* Start EXCERPTED PASSAGE *

The Church needs to affirm strong masculine men as priests. The old image of a pastor was someone who will fight to protect his sheep. The recent image is a kind of social worker who wants the sheep to have good self esteem, maybe break down their needless fears about wolves, lonely creatures so often misunderstood.
Priests, like any group of men, are going to have a variety of personalities and skills. But I absolutely agree that we need more traditionally masculine priests. Jesus, our example, is both compassionate and strong, even fierce.
 
The Church needs to affirm strong masculine men as priests.
And that’s what married clergy can do. No, married clergy are not immune to committing abuse. But the point is that we want to attract good solid men to the priesthood.

As a heterosexual male with a normal sexuality, given the choice between joining a seminary where I know the percentage of gay men is higher than the population average, and getting married and raising a family (which is what I did), my choice would be obvious.

The current model for the priesthood is simply unattractive to most men: going into seminaries with a high population of gay men, and going out alone into a parish somewhere in Podunk, USA or Canada with the prospect of a very lonely life.

The Communauté St. Martin in France, which has a seminary and forms young priests, has a healthy sports program, and they never send new priests out alone into a parish, to at least cover the loneliness angle.

Put even a good strong man in a lonely position like that and there’s a good chance he too will go off the rails. Perhaps not sexual abuse, but perhaps alcohol or other addictions, porn addiction, unchaste adult heterosexual behaviour, etc.
 
And that’s what married clergy can do. No, married clergy are not immune to committing abuse. But the point is that we want to attract good solid men to the priesthood.
I am a convert from Mainline Protestantism. They have married clergy. Women are taking over and the men aren’t in general what I’d call strong. The problem is really cultural. We don’t have strong men in general. We have an effeminate culture.
The current model for the priesthood is simply unattractive to most men: going into seminaries with a high population of gay men, and going out alone into a parish somewhere in Podunk, USA or Canada with the prospect of a very lonely life.
A strong man can endure these challenges. The whole point of life is sacrifice. Priests are called to sacrifice in a particular way. If a man doesn’t want to sacrifice then he isn’t fit to be a priest, married or not.

* End EXCERPTED PASSAGE *

=== REQUIRED WORK ===
(a) Please set down, word for word, the part of the priesthood discussion that opens with the words containing "The Church needs to affirm strong masculine men as priests. The" and closes with "so often misunderstood.".
(b) Answer these questions from the priesthood discussion:
(i) What kind of program does the seminary of the Communauté St. Martin have?
(ii) What tradition did the convert come from?
(iii) What is named as the whole point of life?
(c) According to the priesthood discussion, why does the Communauté St. Martin never send new priests out alone into a parish?
The material that comes after this plays no part in any of the work.

* Start SUPPLIED MATERIAL *

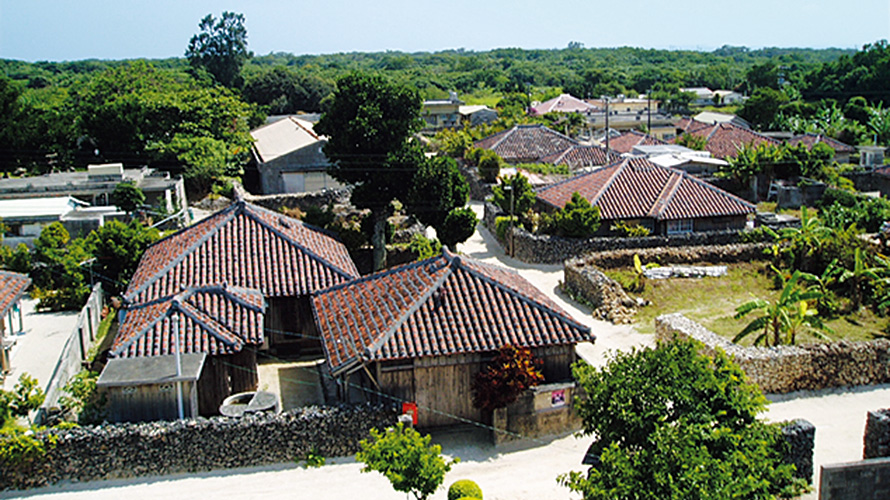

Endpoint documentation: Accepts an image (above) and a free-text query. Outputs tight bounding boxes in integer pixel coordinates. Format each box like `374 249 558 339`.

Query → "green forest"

* End SUPPLIED MATERIAL *

=== EXPECTED ANSWERS ===
(a)
The Church needs to affirm strong masculine men as priests. The old image of a pastor was someone who will fight to protect his sheep. The recent image is a kind of social worker who wants the sheep to have good self esteem, maybe break down their needless fears about wolves, lonely creatures so often misunderstood.

(b)
(i) A healthy sports program.
(ii) Mainline Protestantism.
(iii) Sacrifice.

(c) It does this to at least cover the loneliness angle. Going out alone into a parish carries the prospect of a very lonely life.